╭─ Dataset content

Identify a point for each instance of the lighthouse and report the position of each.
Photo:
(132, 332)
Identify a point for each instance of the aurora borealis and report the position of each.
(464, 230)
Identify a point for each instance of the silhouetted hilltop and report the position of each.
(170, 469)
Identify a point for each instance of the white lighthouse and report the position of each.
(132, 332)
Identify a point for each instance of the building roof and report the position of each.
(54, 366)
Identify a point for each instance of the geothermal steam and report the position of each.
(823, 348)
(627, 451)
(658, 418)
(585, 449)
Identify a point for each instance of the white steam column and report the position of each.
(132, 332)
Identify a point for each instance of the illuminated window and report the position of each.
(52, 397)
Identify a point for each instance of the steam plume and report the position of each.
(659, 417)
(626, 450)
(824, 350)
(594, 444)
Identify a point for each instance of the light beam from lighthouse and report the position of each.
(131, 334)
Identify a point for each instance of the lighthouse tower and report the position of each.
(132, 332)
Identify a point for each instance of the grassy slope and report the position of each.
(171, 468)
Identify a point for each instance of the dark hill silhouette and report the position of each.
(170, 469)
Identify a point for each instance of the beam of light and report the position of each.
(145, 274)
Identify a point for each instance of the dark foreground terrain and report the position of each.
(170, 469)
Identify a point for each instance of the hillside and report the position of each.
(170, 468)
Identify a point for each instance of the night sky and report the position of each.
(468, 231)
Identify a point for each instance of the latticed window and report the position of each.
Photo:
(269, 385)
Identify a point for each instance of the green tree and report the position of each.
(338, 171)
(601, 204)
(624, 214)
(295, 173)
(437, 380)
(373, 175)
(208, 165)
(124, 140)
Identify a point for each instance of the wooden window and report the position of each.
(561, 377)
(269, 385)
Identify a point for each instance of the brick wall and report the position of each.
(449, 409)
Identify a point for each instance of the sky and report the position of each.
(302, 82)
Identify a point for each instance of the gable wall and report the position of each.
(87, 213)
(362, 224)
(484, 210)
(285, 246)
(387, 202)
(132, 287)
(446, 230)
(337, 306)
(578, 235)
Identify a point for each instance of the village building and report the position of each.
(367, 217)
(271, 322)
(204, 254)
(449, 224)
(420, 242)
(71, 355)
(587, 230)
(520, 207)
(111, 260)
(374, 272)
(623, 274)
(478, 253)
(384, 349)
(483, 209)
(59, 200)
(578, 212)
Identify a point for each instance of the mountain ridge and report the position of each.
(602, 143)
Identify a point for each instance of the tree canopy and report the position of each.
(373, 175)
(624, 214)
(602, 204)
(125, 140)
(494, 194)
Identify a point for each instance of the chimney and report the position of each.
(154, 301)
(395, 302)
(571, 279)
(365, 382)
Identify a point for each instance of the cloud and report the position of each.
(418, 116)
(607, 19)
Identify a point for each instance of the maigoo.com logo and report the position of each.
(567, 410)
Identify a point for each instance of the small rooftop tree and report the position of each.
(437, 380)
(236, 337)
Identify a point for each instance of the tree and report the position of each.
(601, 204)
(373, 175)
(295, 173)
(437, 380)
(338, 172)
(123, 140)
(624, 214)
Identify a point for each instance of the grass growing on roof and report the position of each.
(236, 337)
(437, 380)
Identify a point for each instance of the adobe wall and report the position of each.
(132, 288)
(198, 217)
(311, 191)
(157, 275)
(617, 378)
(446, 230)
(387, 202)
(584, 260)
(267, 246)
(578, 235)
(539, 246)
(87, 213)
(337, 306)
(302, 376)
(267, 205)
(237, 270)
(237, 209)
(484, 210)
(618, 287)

╰─

Goal: Print every record exactly as it was given.

Final result:
Identify a point for each instance of the lighthouse and report the position of each.
Photo:
(132, 332)
Identify a point for each instance of the aurora borealis and report the position of each.
(464, 230)
Identify a point for each instance of the silhouetted hilltop and report the position of each.
(170, 469)
Identify a point for each instance of the white lighthouse and report the position of each.
(132, 332)
Identify a point for each instance of the building roof and report the position of each.
(54, 366)
Identify a point for each instance of the geothermal steam and report the position of each.
(823, 348)
(627, 451)
(658, 418)
(585, 449)
Identify a point for each instance of the white steam column and report the position of each.
(132, 332)
Identify a point for each instance of the illuminated window and report the position of each.
(52, 397)
Identify a point for each instance of the steam plume and report the position of each.
(659, 417)
(626, 450)
(824, 350)
(594, 444)
Identify a point for each instance of the light beam from lighthouse and report the position of each.
(131, 334)
Identify a point for each instance of the lighthouse tower and report the position of each.
(132, 332)
Identify a point for each instance of the grassy slope and report the position of each.
(171, 468)
Identify a point for each instance of the dark hill silhouette and report the position of each.
(170, 469)
Identify a point for each instance of the beam of light and report the position of each.
(145, 274)
Identify a point for each instance of the dark foreground terrain and report the position of each.
(170, 469)
Identify a point for each instance of the hillside and report the position of each.
(170, 468)
Identify a point for each instance of the night sky and report the position of each.
(468, 231)
Identify a point for each instance of the latticed window and report the position of each.
Photo:
(269, 385)
Identify a point for each instance of the green tree and report the position of each.
(338, 171)
(601, 204)
(624, 214)
(295, 173)
(437, 380)
(373, 175)
(208, 165)
(124, 140)
Identify a point for each instance of the wooden window and report the position of each.
(561, 377)
(269, 385)
Identify a point for each instance of the brick wall and report the position of each.
(449, 409)
Identify a point for each instance of the sky and report the position of each.
(302, 82)
Identify a point for each instance of the gable wall and report the position of each.
(87, 213)
(362, 224)
(484, 210)
(285, 246)
(387, 202)
(132, 287)
(446, 230)
(337, 306)
(578, 235)
Identify a point for each instance of the village building and report the position of each.
(367, 217)
(271, 322)
(204, 254)
(449, 224)
(420, 242)
(71, 355)
(587, 230)
(520, 207)
(111, 260)
(374, 272)
(623, 274)
(478, 253)
(384, 349)
(483, 209)
(59, 200)
(578, 212)
Identify a point for each instance of the mountain ridge and report the position of each.
(602, 143)
Identify a point for each instance of the tree canopy and report the position of each.
(373, 175)
(624, 214)
(602, 204)
(125, 140)
(494, 194)
Identify a point for each instance of the chimney and report the position of each.
(154, 301)
(395, 302)
(571, 279)
(365, 382)
Identify a point for each instance of the cloud and report the position of each.
(418, 116)
(607, 19)
Identify a point for each instance of the maigoo.com logo and report the position of each.
(567, 410)
Identify a point for each instance of the small rooftop tree and report the position of each.
(437, 380)
(236, 337)
Identify a point for each instance of the tree and report the position of each.
(601, 204)
(373, 175)
(295, 173)
(437, 380)
(338, 172)
(123, 140)
(624, 214)
Identify a point for each instance of the grass growing on roof and report the position of each.
(236, 337)
(437, 380)
Identify a point for each instance of the adobe wall and report the position of each.
(132, 288)
(198, 217)
(311, 191)
(157, 275)
(617, 378)
(446, 230)
(387, 202)
(584, 260)
(267, 246)
(578, 235)
(539, 246)
(87, 213)
(337, 306)
(302, 376)
(267, 205)
(237, 270)
(237, 209)
(484, 210)
(618, 287)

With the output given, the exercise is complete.